╭─ Document section

The Supreme Court takes on gerrymandering: 6 essential reads

A brief overview of partisan gerrymandering's consequences — one may surprise you

Published July 2, 2017 7:29PM (EDT)

This article was originally published on The Conversation.

On June 19, the U.S. Supreme Court announced that it would hear Gill v. Whitford, a case on partisan gerrymandering in Wisconsin.

This controversial practice — where states are carved up into oddly shaped electoral districts favoring one political party over another — has already ignited debates in a number of states, including North Carolina, Pennsylvania and Maryland.

The Supreme Court’s decision may provide some long-awaited guidance on whether gerrymandering is constitutional. To better understand what this news means, we turned to stories in our archive.

What is gerrymandering?

Gerrymandering is far from a new problem, explains Michel Balinski at École Polytechnique — Université Paris-Saclay, nor will this be the first time that the Supreme Court has considered it:

Practiced as a political art form for some two centuries, gerrymandering is now an exact science. Computer programs using vast data banks describing sociological, ethnic, economic, religious and political characteristics of the electorate determine districts – often of incredibly weird contours – that favor the party that drew the maps.

╰─

_Stated goal 1_:
Turn the entries, from the line containing "Target: glass spray bottle" through the last entry, into a two-column CSV with columns named "prompt" and "response". Each entry gets one row: its request text goes in "prompt" and its answer in "response", each in a single quoted field with line breaks replaced by spaces.

╭─ Input

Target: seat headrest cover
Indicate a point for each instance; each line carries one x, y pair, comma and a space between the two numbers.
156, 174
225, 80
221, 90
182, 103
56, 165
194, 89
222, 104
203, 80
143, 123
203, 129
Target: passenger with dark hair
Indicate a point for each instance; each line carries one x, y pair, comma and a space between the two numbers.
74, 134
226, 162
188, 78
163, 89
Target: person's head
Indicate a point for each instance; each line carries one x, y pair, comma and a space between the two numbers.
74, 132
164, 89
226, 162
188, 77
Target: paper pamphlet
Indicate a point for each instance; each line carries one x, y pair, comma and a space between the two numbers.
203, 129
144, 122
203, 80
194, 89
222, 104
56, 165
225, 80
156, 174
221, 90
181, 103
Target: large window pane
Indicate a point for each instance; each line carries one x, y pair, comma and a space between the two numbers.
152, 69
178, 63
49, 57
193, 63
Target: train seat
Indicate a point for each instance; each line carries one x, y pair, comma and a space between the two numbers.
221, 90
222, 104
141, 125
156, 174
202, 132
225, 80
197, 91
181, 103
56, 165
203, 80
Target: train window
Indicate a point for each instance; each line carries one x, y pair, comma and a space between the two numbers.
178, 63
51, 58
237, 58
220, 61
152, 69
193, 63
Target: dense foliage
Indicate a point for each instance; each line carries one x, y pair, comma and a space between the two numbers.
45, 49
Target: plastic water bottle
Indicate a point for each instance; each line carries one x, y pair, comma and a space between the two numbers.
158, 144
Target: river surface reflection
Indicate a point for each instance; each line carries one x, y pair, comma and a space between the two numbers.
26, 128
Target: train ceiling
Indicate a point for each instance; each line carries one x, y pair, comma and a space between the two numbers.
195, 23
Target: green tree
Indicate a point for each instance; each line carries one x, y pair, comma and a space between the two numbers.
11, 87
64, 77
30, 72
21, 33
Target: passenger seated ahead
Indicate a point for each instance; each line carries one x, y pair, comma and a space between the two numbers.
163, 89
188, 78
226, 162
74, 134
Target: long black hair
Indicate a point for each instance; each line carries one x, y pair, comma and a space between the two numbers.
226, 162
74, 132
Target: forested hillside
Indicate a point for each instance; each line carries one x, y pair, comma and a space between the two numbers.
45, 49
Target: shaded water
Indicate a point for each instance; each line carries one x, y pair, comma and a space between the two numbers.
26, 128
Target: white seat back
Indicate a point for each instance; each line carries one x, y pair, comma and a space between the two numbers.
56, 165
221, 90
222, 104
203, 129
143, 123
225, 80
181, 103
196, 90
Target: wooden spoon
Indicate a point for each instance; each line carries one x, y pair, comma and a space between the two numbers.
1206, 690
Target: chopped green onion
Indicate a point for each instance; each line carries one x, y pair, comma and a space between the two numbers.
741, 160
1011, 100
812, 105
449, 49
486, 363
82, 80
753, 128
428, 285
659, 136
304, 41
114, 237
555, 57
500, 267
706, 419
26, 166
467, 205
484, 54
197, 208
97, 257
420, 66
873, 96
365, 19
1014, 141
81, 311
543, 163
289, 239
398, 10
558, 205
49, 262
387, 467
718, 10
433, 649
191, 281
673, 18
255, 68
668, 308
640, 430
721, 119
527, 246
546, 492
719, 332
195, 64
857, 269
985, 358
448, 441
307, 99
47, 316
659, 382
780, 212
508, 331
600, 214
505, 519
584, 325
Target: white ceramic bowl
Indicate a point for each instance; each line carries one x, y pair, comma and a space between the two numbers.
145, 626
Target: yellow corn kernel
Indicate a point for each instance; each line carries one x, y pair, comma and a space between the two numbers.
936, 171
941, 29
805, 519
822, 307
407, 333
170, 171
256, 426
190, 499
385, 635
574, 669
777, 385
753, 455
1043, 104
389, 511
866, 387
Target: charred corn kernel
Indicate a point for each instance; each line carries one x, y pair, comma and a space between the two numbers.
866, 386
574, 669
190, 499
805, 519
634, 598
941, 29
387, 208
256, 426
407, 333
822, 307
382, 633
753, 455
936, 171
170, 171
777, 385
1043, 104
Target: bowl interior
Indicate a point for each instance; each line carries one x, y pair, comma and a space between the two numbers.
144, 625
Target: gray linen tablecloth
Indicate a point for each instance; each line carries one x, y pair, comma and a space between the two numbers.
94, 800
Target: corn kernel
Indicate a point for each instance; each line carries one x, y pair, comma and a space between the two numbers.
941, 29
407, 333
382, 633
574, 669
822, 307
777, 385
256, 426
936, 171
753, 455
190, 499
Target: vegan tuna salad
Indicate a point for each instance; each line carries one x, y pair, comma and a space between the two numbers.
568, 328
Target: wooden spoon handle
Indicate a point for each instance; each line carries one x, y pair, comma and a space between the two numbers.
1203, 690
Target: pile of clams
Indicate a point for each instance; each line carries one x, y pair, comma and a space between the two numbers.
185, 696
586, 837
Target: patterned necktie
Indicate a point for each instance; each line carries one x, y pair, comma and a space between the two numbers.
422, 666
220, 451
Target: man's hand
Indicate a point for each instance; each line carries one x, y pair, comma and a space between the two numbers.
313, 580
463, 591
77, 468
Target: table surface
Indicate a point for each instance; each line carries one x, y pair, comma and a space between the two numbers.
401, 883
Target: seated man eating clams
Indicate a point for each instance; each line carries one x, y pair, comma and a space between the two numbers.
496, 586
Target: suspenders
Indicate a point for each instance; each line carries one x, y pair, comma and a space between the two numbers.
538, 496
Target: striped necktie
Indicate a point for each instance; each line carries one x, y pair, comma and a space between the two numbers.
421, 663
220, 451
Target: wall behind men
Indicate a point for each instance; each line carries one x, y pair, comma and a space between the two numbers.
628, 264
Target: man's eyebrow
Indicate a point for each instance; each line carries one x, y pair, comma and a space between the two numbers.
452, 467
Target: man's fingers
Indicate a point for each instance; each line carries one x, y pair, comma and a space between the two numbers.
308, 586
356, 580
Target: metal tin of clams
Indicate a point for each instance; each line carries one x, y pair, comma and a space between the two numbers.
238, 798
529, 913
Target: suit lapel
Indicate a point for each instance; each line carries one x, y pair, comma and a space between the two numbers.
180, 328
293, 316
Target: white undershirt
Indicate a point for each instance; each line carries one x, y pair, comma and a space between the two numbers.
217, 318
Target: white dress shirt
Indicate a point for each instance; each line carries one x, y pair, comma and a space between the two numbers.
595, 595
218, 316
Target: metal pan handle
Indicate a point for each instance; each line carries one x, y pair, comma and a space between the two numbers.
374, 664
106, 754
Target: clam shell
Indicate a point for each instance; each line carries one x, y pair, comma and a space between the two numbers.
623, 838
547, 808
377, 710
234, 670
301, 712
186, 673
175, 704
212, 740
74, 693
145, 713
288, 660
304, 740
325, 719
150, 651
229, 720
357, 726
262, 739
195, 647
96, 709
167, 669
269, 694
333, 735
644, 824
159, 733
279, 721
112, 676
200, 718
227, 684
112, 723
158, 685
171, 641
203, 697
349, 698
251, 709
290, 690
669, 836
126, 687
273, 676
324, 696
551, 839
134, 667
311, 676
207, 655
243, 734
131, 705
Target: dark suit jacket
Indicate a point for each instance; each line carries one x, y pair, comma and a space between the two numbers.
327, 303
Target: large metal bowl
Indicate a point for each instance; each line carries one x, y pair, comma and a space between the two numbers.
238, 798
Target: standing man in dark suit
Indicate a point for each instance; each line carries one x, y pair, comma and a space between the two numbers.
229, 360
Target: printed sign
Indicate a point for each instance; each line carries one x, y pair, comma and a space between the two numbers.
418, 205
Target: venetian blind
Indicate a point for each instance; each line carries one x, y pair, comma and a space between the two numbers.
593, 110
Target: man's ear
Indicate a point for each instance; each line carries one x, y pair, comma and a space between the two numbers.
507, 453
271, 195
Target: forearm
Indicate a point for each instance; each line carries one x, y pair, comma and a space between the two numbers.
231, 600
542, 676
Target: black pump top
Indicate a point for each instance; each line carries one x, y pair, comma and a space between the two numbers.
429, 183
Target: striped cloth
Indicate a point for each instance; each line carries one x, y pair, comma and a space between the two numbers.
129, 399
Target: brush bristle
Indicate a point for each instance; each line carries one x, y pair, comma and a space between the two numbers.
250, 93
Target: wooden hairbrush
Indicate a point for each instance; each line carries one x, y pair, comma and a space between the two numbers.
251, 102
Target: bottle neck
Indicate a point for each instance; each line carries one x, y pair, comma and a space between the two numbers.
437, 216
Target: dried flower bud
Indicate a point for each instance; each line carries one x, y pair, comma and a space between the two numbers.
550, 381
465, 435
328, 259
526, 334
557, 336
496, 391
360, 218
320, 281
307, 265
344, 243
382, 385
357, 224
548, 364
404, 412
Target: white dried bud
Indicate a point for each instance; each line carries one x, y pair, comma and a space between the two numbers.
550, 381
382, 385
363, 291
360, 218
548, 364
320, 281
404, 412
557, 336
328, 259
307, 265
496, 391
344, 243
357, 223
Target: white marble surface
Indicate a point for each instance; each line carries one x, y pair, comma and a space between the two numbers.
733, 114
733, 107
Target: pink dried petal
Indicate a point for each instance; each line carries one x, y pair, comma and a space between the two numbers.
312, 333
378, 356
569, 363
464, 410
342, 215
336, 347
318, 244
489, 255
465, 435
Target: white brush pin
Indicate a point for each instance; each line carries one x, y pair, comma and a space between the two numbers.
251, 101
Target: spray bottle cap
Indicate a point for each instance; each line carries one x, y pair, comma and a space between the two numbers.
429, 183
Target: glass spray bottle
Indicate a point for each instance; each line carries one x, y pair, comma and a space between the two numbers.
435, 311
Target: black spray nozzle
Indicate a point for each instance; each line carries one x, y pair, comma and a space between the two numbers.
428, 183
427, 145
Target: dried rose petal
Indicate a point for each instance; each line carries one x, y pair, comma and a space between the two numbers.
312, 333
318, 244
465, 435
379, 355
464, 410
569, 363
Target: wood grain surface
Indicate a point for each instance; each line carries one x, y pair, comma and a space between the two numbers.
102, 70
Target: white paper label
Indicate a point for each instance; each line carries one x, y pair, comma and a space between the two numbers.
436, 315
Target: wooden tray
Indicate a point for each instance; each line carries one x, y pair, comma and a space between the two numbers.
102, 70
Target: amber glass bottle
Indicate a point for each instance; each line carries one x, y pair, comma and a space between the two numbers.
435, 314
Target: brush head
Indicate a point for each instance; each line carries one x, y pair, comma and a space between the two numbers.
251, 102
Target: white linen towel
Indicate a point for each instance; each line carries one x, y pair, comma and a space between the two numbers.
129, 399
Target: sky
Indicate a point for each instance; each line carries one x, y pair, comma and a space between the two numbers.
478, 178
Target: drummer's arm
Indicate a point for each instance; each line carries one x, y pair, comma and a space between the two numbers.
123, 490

╰─

_Stated goal 2_:
In the gerrymandering article, on what date did the Supreme Court announce it would hear Gill v. Whitford?

_Reply 1_:
prompt,response
"Target: glass spray bottle Indicate a point for each instance; each line carries one x, y pair, comma and a space between the two numbers.","435, 311"
"Target: black spray nozzle Indicate a point for each instance; each line carries one x, y pair, comma and a space between the two numbers.","428, 183 427, 145"
"Target: dried rose petal Indicate a point for each instance; each line carries one x, y pair, comma and a space between the two numbers.","312, 333 318, 244 465, 435 379, 355 464, 410 569, 363"
"Target: wood grain surface Indicate a point for each instance; each line carries one x, y pair, comma and a space between the two numbers.","102, 70"
"Target: white paper label Indicate a point for each instance; each line carries one x, y pair, comma and a space between the two numbers.","436, 315"
"Target: wooden tray Indicate a point for each instance; each line carries one x, y pair, comma and a space between the two numbers.","102, 70"
"Target: amber glass bottle Indicate a point for each instance; each line carries one x, y pair, comma and a space between the two numbers.","435, 314"
"Target: brush head Indicate a point for each instance; each line carries one x, y pair, comma and a space between the two numbers.","251, 102"
"Target: white linen towel Indicate a point for each instance; each line carries one x, y pair, comma and a space between the two numbers.","129, 399"
"Target: sky Indicate a point for each instance; each line carries one x, y pair, comma and a space between the two numbers.","478, 178"
"Target: drummer's arm Indicate a point for each instance; each line carries one x, y pair, comma and a space between the two numbers.","123, 490"

_Reply 2_:
June 19